[Outline labeling records]
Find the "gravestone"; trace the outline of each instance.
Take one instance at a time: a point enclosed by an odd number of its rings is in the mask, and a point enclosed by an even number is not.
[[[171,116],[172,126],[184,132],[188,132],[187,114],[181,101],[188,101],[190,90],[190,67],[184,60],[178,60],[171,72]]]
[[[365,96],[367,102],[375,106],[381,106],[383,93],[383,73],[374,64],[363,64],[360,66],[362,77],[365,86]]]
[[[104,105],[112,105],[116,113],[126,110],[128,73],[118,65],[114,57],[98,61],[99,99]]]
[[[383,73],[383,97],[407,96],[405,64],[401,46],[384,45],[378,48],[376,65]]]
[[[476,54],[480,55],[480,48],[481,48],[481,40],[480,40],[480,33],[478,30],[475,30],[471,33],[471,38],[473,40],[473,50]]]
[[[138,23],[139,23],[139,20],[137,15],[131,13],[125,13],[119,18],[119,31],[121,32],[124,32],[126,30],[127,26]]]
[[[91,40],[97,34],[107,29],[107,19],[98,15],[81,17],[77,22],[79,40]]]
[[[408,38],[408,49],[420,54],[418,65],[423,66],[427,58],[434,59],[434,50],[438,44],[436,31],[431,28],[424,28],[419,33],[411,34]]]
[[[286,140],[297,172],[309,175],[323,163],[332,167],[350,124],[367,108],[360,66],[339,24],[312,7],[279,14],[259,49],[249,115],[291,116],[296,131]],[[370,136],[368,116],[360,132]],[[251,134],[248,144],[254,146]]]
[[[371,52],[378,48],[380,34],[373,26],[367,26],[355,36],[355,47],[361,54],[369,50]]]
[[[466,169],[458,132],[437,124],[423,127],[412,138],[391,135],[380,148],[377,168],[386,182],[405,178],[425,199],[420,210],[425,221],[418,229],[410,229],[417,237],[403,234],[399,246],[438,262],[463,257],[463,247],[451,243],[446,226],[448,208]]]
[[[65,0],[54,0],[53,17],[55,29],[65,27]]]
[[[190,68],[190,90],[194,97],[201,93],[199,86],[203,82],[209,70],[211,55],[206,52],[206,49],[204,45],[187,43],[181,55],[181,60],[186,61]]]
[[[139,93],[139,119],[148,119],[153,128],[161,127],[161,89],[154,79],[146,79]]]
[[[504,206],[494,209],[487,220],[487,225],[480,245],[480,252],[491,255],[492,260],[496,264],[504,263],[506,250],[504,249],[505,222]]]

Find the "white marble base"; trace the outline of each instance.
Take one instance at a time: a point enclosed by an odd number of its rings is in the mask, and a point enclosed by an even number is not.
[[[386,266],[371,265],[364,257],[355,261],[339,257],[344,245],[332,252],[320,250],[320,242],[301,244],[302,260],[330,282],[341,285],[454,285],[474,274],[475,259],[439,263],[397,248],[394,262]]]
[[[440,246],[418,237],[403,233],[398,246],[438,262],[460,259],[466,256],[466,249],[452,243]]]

» **Your goal**
Please extract each line of the listing above that contains the string "instance". Case counts.

» **Reply to the exercise**
Find the "gravestone"; trace the outline of each instance.
Take one instance at a time: a point enclosed by an odd number of its rings is in the mask, and a point enclosed by an even number is not.
Find the "white marble base"; trace the outline of each instance.
Take one instance at a time: a point enclosed by an odd number of its rings is in the mask, and a point enclosed by an even number is not.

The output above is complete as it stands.